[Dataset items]
········
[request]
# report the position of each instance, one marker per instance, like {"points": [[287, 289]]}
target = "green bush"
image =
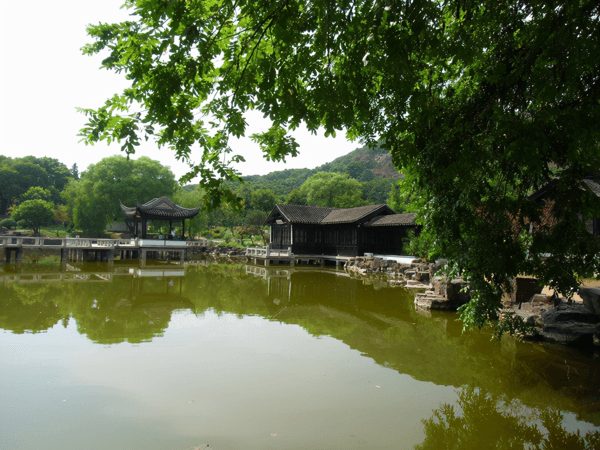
{"points": [[228, 236], [8, 223]]}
········
> **What you need to do**
Please output each line above exactly and omit all images.

> **Output of the exercise**
[request]
# report the position of each instance, one marker per instance, like {"points": [[287, 289]]}
target = "green bush"
image =
{"points": [[228, 236], [8, 223]]}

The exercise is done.